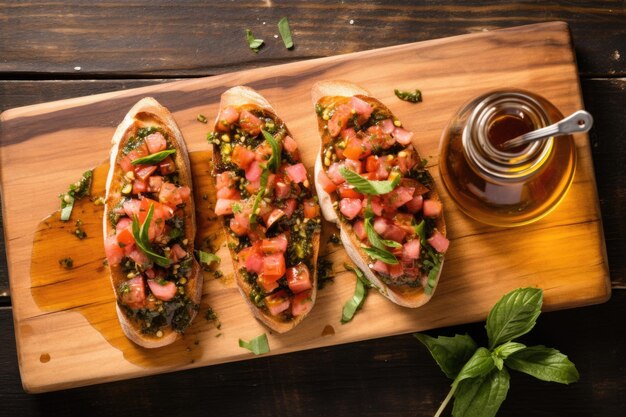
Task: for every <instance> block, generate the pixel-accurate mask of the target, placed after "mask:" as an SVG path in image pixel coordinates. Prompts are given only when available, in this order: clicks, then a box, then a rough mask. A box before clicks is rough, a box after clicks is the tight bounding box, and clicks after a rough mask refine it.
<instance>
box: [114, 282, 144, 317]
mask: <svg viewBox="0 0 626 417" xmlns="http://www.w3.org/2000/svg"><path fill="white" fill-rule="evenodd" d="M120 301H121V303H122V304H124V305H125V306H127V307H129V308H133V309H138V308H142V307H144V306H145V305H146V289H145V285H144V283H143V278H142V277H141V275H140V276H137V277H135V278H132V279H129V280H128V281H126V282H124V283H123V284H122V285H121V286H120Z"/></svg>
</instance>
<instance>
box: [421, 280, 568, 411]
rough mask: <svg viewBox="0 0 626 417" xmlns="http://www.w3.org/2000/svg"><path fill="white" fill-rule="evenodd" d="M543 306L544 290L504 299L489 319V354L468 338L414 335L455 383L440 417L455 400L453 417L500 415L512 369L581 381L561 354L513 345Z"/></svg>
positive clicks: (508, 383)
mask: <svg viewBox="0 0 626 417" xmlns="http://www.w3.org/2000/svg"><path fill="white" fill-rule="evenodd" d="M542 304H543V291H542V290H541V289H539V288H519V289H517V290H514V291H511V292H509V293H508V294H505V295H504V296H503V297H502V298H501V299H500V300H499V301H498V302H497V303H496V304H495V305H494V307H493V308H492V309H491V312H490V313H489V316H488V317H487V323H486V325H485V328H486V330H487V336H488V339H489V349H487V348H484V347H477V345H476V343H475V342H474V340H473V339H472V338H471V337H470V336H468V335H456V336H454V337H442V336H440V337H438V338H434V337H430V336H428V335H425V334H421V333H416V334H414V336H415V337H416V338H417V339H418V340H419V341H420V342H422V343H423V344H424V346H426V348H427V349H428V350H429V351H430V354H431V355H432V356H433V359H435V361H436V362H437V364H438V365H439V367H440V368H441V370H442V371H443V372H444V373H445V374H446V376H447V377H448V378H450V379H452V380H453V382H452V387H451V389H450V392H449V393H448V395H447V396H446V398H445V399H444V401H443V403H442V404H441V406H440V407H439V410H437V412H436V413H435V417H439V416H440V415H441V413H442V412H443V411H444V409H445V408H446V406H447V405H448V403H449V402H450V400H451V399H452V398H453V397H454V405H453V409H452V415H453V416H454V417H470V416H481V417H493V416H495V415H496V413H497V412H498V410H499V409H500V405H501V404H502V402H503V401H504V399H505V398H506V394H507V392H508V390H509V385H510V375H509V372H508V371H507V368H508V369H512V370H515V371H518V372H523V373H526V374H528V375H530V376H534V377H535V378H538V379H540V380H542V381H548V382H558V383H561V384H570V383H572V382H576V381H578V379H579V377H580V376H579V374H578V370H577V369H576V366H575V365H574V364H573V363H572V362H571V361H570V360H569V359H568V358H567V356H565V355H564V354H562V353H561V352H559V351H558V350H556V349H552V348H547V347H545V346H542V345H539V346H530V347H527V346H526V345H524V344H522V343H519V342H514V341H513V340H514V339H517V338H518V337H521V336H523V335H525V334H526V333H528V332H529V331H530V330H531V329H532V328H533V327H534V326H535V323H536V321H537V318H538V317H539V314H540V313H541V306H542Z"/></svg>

---

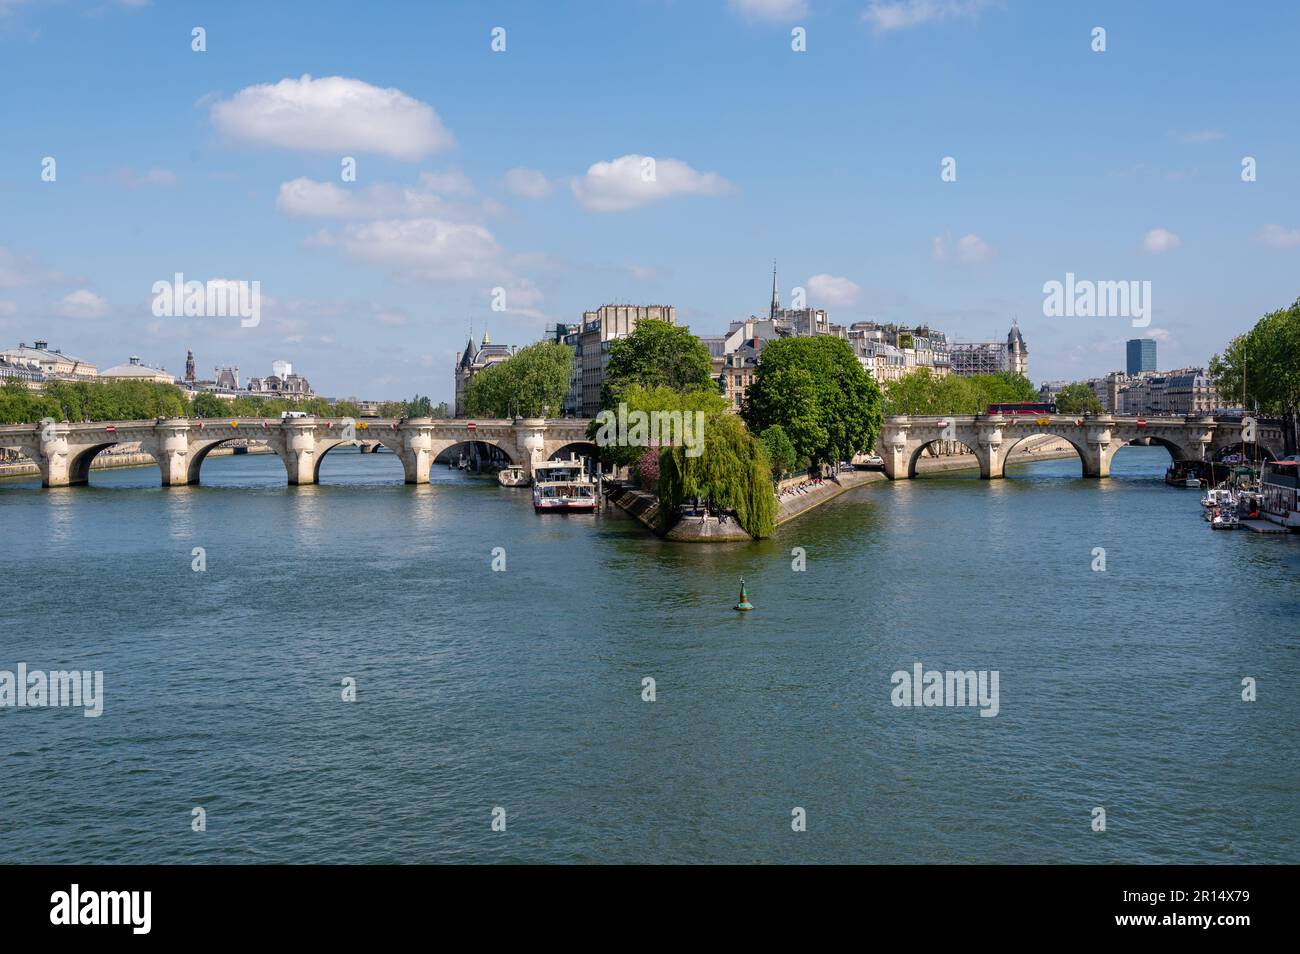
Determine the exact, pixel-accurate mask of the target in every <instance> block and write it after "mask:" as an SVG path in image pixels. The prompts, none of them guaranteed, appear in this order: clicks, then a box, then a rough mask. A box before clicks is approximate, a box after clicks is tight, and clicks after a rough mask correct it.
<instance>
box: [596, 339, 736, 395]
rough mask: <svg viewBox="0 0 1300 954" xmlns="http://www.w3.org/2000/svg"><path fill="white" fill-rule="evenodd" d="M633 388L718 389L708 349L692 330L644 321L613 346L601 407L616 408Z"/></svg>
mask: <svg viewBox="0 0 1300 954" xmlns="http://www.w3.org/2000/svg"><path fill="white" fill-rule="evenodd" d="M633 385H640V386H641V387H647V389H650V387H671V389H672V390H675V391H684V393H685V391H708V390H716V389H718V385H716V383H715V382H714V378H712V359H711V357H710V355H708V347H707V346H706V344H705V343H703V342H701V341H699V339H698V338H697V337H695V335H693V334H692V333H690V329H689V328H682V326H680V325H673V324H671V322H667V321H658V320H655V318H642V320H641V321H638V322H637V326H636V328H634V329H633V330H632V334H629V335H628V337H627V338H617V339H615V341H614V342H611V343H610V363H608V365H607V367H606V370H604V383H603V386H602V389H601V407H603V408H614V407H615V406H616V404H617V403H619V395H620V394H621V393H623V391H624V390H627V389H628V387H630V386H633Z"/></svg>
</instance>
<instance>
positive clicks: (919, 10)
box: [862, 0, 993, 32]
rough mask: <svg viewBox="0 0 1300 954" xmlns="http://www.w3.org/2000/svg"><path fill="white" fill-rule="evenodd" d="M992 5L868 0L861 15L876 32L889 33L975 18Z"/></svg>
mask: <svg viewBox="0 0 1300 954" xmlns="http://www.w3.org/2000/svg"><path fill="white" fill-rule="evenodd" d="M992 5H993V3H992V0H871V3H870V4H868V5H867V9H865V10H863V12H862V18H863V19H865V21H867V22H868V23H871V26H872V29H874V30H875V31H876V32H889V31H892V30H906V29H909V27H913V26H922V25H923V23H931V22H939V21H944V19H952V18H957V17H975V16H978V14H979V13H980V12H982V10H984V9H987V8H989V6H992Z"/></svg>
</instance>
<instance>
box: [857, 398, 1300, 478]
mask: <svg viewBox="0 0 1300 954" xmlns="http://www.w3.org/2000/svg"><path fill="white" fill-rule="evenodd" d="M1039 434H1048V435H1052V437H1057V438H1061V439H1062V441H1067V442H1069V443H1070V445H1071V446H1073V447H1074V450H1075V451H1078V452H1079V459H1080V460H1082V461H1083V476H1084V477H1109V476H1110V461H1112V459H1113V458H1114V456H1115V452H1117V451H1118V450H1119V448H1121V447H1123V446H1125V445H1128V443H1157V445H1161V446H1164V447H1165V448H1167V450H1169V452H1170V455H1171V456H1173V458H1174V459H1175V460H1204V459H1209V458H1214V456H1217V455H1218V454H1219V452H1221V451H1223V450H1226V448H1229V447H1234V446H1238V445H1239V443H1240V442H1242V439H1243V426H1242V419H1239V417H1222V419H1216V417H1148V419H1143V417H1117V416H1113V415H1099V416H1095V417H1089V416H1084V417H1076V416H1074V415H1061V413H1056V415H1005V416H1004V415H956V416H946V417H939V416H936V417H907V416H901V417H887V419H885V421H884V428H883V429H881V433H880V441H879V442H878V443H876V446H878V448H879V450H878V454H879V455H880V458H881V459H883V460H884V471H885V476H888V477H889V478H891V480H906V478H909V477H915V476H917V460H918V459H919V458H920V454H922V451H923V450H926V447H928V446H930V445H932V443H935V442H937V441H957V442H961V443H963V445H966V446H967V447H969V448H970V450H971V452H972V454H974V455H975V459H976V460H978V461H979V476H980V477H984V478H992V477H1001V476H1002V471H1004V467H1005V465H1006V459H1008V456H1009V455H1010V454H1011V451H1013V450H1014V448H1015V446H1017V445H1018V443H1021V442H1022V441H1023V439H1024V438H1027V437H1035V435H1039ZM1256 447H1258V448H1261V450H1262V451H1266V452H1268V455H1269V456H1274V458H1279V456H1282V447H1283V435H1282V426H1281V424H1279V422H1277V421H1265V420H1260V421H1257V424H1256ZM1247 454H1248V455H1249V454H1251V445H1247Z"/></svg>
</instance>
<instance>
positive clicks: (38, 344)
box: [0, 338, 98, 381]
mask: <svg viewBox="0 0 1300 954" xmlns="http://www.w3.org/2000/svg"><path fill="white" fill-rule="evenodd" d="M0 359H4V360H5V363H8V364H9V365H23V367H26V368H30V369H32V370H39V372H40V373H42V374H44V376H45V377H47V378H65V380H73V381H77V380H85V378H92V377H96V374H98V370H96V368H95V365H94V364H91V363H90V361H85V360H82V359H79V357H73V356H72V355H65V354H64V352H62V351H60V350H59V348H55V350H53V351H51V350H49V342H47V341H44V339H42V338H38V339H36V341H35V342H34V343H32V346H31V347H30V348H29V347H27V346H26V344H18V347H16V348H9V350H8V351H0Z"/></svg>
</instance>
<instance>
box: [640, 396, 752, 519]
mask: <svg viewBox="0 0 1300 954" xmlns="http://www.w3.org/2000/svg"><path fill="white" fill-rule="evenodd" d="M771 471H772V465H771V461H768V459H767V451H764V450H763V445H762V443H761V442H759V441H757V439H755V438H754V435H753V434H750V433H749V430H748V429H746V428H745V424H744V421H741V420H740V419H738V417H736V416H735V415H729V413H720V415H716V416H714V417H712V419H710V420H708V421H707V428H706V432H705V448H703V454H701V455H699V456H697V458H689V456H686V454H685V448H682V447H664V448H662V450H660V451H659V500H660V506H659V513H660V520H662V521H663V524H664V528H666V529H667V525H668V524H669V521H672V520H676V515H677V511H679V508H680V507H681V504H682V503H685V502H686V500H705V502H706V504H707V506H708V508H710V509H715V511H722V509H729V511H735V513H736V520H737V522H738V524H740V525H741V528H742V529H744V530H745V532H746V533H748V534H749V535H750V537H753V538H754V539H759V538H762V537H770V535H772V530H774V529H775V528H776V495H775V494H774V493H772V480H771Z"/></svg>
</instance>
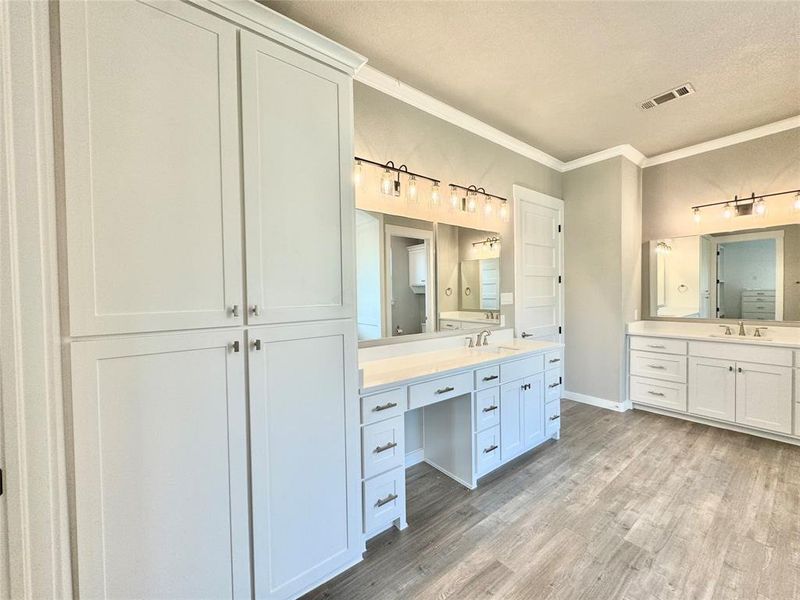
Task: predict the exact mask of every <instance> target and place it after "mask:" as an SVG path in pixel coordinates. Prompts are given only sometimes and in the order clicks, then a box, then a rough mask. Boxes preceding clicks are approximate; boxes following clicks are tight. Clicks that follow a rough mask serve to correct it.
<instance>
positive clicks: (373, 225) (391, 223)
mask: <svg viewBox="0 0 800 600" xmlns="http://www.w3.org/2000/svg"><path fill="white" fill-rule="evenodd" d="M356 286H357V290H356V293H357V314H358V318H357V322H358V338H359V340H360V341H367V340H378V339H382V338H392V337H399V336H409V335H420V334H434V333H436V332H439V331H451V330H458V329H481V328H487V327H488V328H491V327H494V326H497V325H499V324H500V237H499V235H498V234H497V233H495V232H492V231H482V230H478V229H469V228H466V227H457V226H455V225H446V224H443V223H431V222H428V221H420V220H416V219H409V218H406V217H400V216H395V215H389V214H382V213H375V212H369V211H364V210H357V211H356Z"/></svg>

--

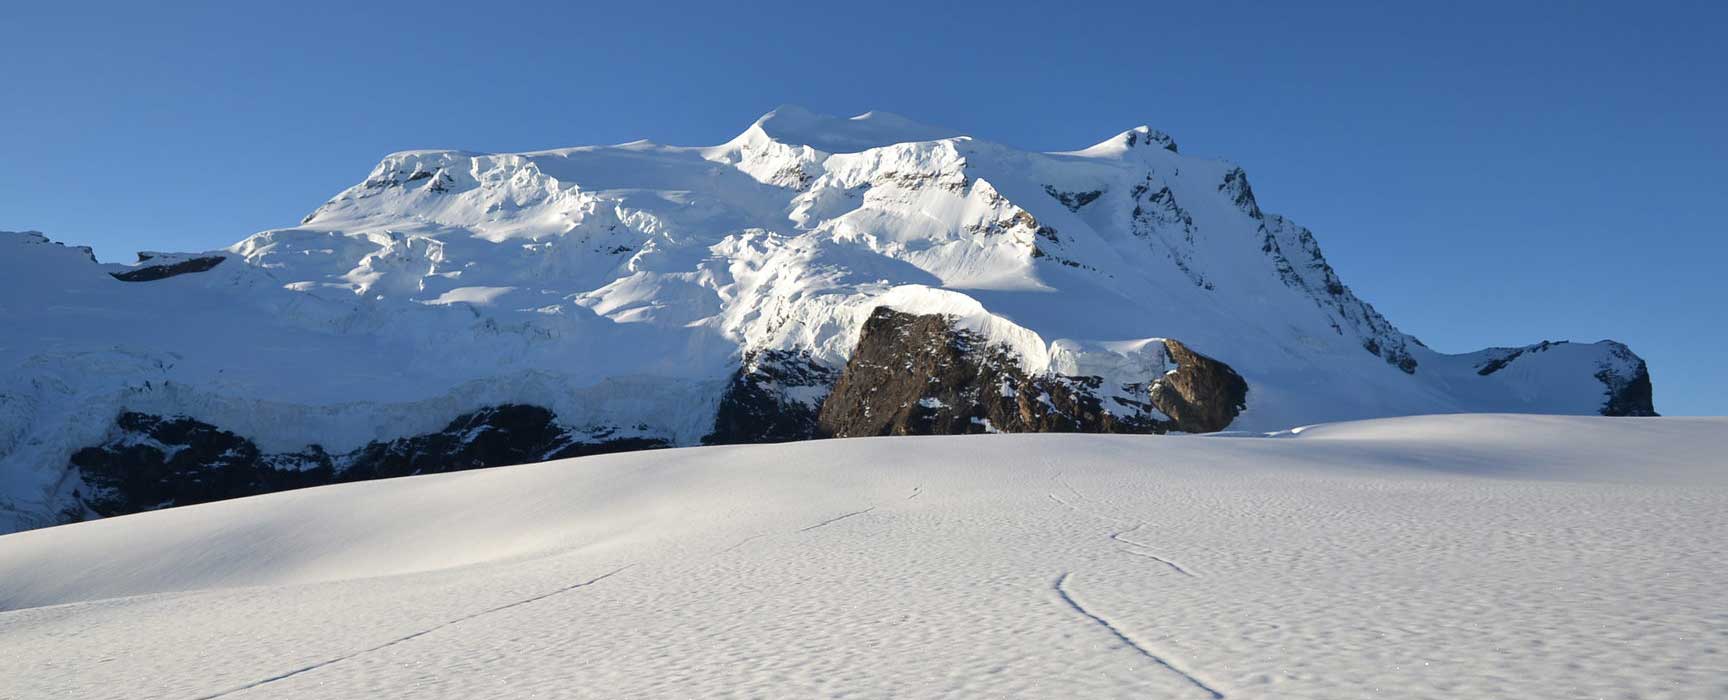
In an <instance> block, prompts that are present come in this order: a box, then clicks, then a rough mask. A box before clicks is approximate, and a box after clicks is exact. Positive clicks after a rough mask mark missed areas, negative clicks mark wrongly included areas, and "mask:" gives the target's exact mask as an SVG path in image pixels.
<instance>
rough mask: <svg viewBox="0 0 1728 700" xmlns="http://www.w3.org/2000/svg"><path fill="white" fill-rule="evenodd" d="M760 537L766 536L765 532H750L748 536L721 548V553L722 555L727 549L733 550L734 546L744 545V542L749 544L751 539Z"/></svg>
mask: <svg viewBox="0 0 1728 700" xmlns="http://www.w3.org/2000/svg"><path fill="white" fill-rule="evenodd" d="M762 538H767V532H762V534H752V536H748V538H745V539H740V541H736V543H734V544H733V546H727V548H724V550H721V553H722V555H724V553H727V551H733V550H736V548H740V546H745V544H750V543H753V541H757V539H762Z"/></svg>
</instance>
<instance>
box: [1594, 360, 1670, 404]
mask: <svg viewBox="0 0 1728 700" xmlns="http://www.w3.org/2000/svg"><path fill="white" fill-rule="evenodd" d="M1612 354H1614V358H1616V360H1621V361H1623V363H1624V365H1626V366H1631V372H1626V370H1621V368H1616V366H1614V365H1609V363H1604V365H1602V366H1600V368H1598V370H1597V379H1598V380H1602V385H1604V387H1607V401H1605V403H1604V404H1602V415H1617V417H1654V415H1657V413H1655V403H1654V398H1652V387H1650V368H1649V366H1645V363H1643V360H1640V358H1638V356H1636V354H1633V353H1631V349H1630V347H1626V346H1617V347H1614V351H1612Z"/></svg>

Arbeitsauftrag
Gib die Zeilen unverändert wieder: Beginne bei der Zeile mit „Task: for every“ und höre nach der Zeile mit „box: [114, 282, 144, 317]“ auf.

Übungsergebnis
Task: for every <instance> block, generate the pixel-accurate mask of the target, placed after "mask:" as an SVG path in image pixel coordinates. Prompts are given only when available, in this order: clicks, then a box, then a rough mask. A box before clicks is rough, a box after clicks is the tight bounding box, and clicks after a rough mask refine it.
<instance>
box: [114, 282, 144, 317]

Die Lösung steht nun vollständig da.